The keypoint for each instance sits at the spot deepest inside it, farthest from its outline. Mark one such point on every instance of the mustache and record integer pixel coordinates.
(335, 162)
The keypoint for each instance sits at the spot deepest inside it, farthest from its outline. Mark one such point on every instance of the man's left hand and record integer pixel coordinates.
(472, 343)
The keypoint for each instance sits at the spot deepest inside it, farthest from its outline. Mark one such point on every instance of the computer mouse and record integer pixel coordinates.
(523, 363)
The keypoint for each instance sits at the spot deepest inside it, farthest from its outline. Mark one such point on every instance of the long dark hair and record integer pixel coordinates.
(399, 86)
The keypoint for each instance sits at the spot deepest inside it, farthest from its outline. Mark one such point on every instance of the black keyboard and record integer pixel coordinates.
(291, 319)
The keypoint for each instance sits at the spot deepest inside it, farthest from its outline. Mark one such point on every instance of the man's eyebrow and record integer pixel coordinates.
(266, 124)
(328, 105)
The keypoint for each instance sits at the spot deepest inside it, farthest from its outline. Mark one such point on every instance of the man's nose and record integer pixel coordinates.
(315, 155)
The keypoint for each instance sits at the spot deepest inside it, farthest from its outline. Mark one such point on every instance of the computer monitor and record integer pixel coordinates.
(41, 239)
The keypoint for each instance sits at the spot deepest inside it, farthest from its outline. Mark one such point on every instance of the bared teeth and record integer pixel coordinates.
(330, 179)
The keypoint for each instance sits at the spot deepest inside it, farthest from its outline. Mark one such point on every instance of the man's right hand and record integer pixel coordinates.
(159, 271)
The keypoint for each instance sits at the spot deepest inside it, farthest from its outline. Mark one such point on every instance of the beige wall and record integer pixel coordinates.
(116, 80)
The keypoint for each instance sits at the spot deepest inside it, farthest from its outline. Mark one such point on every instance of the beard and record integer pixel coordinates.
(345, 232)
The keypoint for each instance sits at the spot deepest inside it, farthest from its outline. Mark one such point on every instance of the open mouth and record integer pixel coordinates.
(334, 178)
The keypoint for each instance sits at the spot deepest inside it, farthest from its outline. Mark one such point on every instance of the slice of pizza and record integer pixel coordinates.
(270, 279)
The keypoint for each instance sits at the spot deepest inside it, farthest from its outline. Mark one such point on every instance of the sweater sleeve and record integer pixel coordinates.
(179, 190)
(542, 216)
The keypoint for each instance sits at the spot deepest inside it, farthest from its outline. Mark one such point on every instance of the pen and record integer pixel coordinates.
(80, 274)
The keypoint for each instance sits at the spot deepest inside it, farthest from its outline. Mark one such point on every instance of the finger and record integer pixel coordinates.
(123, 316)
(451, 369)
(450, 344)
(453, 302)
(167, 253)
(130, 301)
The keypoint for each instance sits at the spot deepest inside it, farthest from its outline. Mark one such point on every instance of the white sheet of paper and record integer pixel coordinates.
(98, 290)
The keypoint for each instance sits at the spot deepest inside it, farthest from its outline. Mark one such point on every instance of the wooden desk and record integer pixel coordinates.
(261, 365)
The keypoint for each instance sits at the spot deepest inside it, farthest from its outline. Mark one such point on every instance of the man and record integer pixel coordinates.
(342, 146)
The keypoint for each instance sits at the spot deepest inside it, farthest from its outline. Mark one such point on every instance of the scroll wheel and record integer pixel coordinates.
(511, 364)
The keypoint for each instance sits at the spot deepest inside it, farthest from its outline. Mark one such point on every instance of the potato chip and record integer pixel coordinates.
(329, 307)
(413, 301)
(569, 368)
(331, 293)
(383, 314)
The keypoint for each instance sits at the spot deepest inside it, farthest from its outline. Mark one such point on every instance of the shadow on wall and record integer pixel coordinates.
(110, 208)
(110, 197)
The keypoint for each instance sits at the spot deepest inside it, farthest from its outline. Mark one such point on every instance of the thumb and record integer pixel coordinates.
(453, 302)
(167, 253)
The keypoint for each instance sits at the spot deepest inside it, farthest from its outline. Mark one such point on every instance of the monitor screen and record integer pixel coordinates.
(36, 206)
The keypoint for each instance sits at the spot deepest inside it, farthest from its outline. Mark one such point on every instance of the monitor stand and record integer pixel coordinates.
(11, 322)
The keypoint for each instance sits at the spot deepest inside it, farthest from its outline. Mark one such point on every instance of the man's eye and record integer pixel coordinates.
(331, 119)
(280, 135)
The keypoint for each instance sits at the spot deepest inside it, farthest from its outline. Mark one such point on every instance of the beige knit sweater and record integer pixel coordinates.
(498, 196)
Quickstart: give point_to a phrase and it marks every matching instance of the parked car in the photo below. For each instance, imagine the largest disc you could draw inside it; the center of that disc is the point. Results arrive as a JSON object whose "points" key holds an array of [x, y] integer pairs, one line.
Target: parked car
_____
Repeat exactly the lines above, starting with the line that contains "stand and record integer pixel coordinates." and ending with the last line, both included, and nothing else.

--- WRITTEN RESPONSE ---
The keypoint for each instance sits at the spot deepest inside it, farthest from its outline. Mark one such point on every instance of the monitor stand and record integer pixel coordinates.
(11, 322)
The keypoint for each instance sits at the spot deepest inside it, farthest from its outline. Mark one such point on every instance of the man's eye and record integer pixel coordinates.
(331, 119)
(280, 135)
The keypoint for each instance sits at the spot deepest inside it, farthest from its outline. Mark one such point on every instance of the beige knit sweater and record integer pixel coordinates.
(498, 196)
Quickstart: give point_to a phrase and it marks every matching instance of the parked car in the photo below. For each instance, imagine the largest disc you could draw inside it; the center of that disc is the point. Results arrive as a JSON object whose "points" key holds an array of [x, y] integer pairs, one line.
Target: parked car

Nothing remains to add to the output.